Would you transcribe each of the entries exactly, with nothing added or dropped?

───── Supplied records

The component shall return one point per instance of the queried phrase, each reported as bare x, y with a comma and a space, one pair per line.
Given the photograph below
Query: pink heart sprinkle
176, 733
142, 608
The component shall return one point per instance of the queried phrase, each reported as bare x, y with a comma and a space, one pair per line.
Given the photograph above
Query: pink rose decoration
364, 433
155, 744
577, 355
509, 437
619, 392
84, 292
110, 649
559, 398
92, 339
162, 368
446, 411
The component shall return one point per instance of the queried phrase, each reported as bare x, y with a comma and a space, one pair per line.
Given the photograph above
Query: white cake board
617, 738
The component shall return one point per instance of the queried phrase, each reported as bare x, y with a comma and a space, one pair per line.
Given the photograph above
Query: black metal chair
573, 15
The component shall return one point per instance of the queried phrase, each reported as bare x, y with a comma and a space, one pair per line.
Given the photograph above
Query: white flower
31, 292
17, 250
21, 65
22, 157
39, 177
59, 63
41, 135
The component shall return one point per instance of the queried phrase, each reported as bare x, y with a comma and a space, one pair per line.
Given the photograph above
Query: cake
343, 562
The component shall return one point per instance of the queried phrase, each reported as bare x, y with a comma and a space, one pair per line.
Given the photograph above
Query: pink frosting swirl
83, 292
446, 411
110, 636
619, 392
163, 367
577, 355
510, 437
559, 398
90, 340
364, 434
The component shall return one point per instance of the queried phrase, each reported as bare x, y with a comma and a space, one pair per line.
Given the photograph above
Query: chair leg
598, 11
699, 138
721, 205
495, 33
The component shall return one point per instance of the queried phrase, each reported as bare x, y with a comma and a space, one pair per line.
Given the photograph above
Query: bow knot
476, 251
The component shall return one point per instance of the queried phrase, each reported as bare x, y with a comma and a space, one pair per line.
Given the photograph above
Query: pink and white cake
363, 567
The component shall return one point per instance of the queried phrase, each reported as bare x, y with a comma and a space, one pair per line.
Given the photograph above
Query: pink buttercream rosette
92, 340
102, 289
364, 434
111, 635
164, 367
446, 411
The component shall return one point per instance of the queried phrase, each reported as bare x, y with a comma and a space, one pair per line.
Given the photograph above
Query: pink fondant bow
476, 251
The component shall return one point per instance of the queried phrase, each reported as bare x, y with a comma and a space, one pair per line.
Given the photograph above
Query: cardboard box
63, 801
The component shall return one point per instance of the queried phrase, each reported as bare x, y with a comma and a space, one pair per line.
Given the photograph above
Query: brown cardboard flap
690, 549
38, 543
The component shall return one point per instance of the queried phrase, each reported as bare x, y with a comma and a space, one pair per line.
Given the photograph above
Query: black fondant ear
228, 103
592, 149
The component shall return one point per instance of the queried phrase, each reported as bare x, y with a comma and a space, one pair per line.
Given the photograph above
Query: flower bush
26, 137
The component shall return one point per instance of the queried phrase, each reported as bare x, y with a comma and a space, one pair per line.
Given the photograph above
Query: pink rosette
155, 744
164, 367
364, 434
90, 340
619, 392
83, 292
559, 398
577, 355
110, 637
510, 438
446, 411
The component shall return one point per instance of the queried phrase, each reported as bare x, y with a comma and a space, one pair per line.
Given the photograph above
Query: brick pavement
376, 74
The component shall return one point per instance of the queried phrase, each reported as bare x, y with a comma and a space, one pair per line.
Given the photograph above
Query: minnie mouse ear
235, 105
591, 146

──────────

### Exercise solution
The component shall return one point per instance of the queried phrase, each reported as bare x, y with a comma and a space, one pair per line.
Given the photograph below
Query: pink heart sprinkle
176, 733
142, 608
The component shall return one point per instance of the queried phrase, each reported as bare x, y with a comma and a space, one pair per line.
Given the photograph above
Query: pink rose decoration
364, 433
155, 744
577, 355
509, 437
619, 392
84, 292
110, 649
559, 398
92, 339
162, 368
446, 411
The component shall return one point per instance of the queried phrase, each reported as bare x, y with a comma and a space, one pair per line.
Given the photograph above
Query: white cake board
617, 738
The component shall return one point per instance of the queried phrase, each reported as bare x, y with a comma and a space, one pair per line.
Given the photograph above
Query: black metal chair
573, 15
The component shall return one point per instance of the queried phrase, each reported as bare x, y with a comma and a space, one pair per line.
Given the photograph above
Query: white flower
31, 292
17, 250
21, 65
22, 157
39, 177
59, 63
41, 135
The component shall return one point per instance of the queried phrase, each reported as bare x, y with a comma and a space, one pair per line.
Given the photograph above
Query: cake
343, 562
The component shall return one point per instance of the queried phrase, each reported as bare x, y with a comma and a space, one pair per line.
Given the photograph above
Query: pink frosting swirl
83, 292
446, 411
110, 636
619, 392
163, 367
577, 355
510, 437
559, 398
90, 340
364, 434
The component shall return one point per instance of the queried phrase, each reported as bare x, y with a comma and a space, one pair per line.
Given the photograph above
Query: chair leg
598, 11
699, 138
721, 205
495, 33
The component shall return one point per instance of the queried phrase, each reported as bare x, y with a comma and a space, one pair per line.
Given the photograph above
Query: bow knot
476, 251
The component shall return one point per instance of the queried phrase, each reported as bare x, y with a comma and a space, one pair per line.
Given the photograph above
Query: pink and white cake
363, 567
The component shall return one point per instance of the queried phrase, each reported as bare x, y with a comma and a space, one pair per line.
Given the photograph above
Query: pink buttercream rosette
92, 340
102, 289
364, 434
111, 635
164, 367
446, 411
The component shall return one point per instance of the queried phrase, each reported as bare x, y with a comma and a space, one pair per line.
Given the photograph above
Query: pink fondant bow
476, 251
The component shall return one point per instance of the queried phrase, each reported as bare x, y with a comma and a space, one pair per line.
Given the photograph above
Query: cardboard box
63, 801
The component shall return one point per instance of the queried phrase, each reported as bare x, y with a comma and a space, one pair per line.
Given the photograph above
Query: brown cardboard flap
690, 549
38, 543
The component shall return one point per instance of the queried phrase, each reported as bare x, y with a comma and a space, one pair per line.
Given the photograph above
Query: black fondant ear
228, 103
592, 149
The component shall return one point per instance of the queried phrase, each reported as bare x, y with a comma and a space, one pair per line.
Given the photograph above
Query: flower bush
26, 137
The component shall return one point per instance of the queried phrase, each reported as bare x, y with a comma and a space, one pair per line.
Given the photograph above
Query: pink rosette
155, 744
164, 367
364, 434
90, 340
619, 392
83, 292
559, 398
577, 355
110, 637
510, 438
446, 411
The component shall return one point per instance of the queried phrase, each reported as bare x, y with a comma and a space, one pair per line.
Given the photograph above
Query: brick pavement
376, 74
The component shall return one point per instance of the queried phrase, each reported as bare x, y with a comma and a space, one pair per line.
Given the photograph above
Query: minnie mouse ear
235, 105
591, 146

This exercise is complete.